ABOUT THIS EXERCISE => Stop after the line that contains "Reviewer note: every instance of the white baseball"; until then, restate each line of the entries word for word from the very first.

>>

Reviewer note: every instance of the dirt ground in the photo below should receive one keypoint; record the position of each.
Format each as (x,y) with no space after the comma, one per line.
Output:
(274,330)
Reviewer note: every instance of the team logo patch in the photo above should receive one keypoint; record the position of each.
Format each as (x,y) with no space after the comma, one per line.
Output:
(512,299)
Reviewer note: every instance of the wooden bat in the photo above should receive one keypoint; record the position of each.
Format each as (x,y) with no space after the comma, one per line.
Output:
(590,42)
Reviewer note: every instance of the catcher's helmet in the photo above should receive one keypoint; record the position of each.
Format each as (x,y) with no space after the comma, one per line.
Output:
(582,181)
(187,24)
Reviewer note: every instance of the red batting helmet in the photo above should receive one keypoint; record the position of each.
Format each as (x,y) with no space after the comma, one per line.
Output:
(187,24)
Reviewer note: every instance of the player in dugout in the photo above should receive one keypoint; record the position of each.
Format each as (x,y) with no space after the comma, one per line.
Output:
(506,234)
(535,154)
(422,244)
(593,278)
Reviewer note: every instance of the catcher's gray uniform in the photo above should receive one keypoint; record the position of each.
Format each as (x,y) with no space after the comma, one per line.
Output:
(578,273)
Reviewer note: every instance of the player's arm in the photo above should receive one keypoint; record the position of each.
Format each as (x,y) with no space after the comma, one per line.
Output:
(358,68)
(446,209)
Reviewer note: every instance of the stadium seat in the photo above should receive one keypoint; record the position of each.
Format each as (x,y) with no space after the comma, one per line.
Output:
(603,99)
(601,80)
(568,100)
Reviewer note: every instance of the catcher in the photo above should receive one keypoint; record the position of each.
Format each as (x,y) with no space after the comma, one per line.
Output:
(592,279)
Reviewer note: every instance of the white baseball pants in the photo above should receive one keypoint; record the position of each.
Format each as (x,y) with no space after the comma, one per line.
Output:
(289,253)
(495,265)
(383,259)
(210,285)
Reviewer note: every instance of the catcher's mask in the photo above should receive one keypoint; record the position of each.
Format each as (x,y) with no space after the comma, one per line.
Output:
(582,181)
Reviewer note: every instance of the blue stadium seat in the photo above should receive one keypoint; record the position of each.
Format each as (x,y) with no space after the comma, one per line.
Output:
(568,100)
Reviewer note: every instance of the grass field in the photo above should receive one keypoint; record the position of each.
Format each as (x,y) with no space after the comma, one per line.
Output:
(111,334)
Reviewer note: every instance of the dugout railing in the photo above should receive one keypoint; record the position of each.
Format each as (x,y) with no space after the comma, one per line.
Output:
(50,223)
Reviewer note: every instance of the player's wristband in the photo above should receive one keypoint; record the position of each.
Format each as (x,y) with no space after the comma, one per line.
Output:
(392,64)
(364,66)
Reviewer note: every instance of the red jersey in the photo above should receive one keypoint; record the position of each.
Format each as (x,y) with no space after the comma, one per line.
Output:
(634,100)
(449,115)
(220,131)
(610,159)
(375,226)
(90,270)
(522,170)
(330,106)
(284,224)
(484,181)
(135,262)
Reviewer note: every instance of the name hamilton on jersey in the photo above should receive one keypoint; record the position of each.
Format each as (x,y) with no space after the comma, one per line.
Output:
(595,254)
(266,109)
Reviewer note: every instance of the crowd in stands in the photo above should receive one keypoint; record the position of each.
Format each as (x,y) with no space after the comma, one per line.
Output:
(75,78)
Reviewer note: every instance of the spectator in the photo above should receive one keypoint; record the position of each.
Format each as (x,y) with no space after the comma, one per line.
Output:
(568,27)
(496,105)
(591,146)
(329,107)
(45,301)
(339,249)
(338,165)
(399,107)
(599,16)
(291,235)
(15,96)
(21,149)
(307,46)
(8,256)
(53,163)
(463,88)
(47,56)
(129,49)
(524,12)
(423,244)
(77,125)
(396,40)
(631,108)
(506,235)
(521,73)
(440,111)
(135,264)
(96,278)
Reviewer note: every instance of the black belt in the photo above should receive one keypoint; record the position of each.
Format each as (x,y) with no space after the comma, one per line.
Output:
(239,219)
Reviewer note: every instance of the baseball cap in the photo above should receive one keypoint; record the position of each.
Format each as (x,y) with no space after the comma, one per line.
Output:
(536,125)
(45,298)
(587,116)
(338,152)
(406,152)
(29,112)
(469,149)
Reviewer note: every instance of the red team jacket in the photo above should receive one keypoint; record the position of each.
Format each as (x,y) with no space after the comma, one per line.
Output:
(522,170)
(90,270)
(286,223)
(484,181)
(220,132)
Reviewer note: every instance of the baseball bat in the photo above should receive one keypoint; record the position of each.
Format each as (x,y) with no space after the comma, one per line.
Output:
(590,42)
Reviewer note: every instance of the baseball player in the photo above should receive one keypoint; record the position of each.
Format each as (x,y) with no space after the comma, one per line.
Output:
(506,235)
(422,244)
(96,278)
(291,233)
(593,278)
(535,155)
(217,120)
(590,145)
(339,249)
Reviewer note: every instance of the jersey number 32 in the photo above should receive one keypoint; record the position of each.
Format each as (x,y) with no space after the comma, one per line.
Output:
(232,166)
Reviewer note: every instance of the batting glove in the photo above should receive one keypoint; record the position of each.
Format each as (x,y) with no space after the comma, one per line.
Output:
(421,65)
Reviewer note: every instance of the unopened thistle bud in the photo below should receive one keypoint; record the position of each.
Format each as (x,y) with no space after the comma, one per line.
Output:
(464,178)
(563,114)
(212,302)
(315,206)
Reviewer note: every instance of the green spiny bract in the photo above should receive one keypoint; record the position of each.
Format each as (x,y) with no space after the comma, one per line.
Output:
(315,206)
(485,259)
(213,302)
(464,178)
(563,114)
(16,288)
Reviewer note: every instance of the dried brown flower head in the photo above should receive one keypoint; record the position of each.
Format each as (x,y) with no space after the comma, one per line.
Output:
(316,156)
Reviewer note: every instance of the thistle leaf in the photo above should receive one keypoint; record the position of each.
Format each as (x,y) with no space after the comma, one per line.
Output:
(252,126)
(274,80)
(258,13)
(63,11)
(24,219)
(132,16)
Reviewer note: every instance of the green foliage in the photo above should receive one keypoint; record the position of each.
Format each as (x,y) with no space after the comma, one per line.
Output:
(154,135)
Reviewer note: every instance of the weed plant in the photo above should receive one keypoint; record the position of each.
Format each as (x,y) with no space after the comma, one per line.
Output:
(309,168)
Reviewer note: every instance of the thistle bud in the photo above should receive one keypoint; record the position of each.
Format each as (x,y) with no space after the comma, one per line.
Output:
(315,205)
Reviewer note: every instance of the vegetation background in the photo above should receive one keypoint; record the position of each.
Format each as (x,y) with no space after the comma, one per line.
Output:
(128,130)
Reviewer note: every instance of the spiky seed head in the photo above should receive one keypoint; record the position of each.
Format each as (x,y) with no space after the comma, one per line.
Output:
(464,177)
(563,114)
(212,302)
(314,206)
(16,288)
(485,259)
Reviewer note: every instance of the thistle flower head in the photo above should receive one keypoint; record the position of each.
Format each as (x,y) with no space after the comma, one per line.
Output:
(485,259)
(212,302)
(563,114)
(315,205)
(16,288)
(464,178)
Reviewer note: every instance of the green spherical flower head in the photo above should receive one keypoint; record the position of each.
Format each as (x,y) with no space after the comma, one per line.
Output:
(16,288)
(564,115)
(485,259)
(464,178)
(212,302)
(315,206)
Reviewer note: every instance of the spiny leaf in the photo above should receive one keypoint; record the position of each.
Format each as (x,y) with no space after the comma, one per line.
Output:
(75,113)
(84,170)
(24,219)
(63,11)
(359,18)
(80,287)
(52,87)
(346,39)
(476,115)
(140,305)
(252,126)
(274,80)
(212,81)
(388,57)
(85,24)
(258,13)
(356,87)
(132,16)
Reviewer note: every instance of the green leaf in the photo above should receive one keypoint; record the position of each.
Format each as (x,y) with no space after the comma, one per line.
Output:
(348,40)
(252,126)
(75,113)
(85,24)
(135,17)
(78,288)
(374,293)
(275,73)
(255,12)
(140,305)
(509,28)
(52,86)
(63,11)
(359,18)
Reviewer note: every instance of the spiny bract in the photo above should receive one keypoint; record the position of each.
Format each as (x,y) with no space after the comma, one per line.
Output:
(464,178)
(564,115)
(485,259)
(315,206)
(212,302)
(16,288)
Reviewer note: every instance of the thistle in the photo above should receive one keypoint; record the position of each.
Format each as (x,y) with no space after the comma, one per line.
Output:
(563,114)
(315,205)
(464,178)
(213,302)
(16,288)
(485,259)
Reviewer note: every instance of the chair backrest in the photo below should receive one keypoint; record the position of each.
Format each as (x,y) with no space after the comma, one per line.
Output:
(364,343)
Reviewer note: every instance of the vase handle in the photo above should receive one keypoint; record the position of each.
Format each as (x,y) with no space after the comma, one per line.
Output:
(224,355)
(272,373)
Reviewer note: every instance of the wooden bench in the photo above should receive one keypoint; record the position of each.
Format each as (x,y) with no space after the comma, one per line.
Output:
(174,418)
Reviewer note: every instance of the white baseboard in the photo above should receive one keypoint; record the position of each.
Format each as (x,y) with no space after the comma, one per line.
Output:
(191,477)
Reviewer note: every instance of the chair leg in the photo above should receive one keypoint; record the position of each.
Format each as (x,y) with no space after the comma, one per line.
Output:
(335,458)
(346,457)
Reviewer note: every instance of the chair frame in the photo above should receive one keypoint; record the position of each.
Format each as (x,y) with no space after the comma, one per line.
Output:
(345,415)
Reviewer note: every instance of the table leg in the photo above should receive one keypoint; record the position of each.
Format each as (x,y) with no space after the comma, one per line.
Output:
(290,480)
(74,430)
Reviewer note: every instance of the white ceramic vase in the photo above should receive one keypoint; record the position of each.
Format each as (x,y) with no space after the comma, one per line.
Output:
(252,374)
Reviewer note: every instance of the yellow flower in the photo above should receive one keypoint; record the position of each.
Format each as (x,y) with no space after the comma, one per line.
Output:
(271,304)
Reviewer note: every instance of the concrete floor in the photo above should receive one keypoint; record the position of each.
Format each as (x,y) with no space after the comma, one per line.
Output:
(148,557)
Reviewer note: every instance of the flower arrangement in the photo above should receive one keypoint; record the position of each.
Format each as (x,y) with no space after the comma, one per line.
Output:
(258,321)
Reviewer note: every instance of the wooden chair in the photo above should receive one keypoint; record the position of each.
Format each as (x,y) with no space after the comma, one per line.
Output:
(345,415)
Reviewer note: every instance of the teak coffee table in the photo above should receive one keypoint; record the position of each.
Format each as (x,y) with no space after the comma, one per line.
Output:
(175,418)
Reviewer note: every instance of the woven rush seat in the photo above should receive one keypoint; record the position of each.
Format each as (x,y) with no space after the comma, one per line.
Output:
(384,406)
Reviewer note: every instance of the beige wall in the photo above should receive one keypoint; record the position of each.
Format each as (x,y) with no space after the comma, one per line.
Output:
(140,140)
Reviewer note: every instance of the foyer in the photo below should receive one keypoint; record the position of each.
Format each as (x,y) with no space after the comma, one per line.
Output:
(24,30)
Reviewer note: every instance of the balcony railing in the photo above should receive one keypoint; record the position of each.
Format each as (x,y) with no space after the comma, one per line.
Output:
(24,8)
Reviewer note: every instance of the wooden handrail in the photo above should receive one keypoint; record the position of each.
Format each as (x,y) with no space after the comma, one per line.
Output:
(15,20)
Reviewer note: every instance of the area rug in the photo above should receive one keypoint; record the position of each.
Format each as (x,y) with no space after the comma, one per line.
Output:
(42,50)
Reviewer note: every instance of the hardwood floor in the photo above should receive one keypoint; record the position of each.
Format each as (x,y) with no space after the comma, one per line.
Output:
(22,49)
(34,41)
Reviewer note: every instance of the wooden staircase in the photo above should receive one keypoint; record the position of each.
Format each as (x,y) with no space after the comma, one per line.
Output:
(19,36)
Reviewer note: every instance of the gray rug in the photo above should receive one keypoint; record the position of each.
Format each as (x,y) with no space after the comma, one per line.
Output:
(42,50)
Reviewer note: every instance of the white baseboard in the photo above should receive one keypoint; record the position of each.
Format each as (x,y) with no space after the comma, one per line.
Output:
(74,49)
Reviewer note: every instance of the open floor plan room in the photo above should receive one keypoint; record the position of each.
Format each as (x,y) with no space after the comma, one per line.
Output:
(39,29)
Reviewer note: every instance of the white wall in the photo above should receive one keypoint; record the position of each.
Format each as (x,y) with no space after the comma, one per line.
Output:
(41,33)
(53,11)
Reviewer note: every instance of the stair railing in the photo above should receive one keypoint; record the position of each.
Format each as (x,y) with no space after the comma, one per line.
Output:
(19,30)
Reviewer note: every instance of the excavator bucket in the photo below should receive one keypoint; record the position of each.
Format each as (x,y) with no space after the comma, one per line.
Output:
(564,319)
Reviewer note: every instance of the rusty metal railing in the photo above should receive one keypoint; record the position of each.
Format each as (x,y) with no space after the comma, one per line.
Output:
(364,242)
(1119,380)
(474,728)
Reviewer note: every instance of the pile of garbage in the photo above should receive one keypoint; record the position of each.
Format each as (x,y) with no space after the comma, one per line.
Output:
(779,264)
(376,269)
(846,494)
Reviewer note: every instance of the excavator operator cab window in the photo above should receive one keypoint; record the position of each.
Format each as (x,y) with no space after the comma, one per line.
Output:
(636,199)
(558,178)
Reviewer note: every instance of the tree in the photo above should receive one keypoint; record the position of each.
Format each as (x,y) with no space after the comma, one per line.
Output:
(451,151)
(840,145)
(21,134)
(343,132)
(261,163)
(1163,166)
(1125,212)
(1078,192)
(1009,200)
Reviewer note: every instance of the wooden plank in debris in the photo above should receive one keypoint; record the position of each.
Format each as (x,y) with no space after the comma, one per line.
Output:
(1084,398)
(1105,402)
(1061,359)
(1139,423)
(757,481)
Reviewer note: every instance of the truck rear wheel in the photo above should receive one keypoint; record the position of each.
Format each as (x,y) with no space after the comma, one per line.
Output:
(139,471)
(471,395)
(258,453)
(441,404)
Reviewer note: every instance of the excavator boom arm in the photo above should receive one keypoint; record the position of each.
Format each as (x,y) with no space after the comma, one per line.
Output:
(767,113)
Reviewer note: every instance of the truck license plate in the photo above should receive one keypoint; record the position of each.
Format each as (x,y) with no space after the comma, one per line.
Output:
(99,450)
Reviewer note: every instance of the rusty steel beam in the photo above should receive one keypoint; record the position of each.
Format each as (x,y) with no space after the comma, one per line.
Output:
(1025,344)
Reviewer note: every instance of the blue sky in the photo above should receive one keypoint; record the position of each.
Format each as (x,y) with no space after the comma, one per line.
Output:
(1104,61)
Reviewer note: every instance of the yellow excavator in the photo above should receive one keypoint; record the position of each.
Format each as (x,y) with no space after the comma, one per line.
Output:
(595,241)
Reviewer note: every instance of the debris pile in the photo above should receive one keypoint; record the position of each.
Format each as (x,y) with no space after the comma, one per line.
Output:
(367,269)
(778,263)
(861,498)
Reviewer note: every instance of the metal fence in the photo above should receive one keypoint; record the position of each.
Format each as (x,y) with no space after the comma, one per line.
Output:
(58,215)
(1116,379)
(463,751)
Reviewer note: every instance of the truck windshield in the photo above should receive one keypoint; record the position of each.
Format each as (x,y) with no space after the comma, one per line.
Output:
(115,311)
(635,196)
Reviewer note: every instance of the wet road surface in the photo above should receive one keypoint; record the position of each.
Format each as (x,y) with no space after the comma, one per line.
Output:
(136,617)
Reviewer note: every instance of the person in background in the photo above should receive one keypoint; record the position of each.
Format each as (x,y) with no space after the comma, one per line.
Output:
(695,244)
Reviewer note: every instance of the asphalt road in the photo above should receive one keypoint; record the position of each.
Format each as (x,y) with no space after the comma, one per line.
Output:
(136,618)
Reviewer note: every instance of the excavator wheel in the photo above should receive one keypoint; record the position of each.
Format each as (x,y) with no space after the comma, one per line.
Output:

<<

EXERCISE OUTPUT =>
Reviewer note: every instance of the dirt ground in the photo below should receive one keypoint; record the position of each.
Format each as (x,y) with no space after the comma, one per line.
Output:
(274,330)
Reviewer note: every instance of the team logo patch in the photo above should receive one keypoint; record the position of each.
Format each as (x,y) with no space after the comma, one per line.
Output:
(512,299)
Reviewer note: every instance of the wooden bat in the photo above should receive one keypoint; record the position of each.
Format each as (x,y) with no space after the comma, one per line.
Output:
(590,42)
Reviewer note: every instance of the catcher's helmet in the photo above should receive one keypoint; record the position of each.
Format each as (x,y) with no space after the comma, one per line.
Output:
(582,181)
(187,24)
Reviewer note: every instance of the red batting helmet in the photo above should receive one keypoint; record the position of each.
Format each as (x,y) with no space after the comma, one per line.
Output:
(187,24)
Reviewer note: every instance of the player in dugout in the photo above should receive one keypoint; record the position of each.
Format each as (x,y) with no space after the comma, one per line.
Output:
(506,234)
(535,154)
(422,244)
(593,278)
Reviewer note: every instance of the catcher's gray uniform in the photo above should receive one keypoint; record the position of each.
Format each as (x,y) with no space after the comma, one per line.
Output:
(578,273)
Reviewer note: every instance of the player's arm in the photo above should receive one keypoint; record the position of each.
Format each as (x,y) with no space after the comma, one per line.
Output:
(358,68)
(446,209)
Reviewer note: every instance of the stadium seat in the photo above should receive one keypoint; record the position of each.
Format each as (x,y) with no space after the comma, one per line.
Output:
(603,99)
(601,80)
(568,100)
Reviewer note: every instance of the catcher in the photo above should receive one keypoint; record the position of each.
Format each as (x,y) with no space after the comma, one per line.
Output:
(592,279)
Reviewer note: every instance of the white baseball pants in the photo above should receive one keypoint; record the position of each.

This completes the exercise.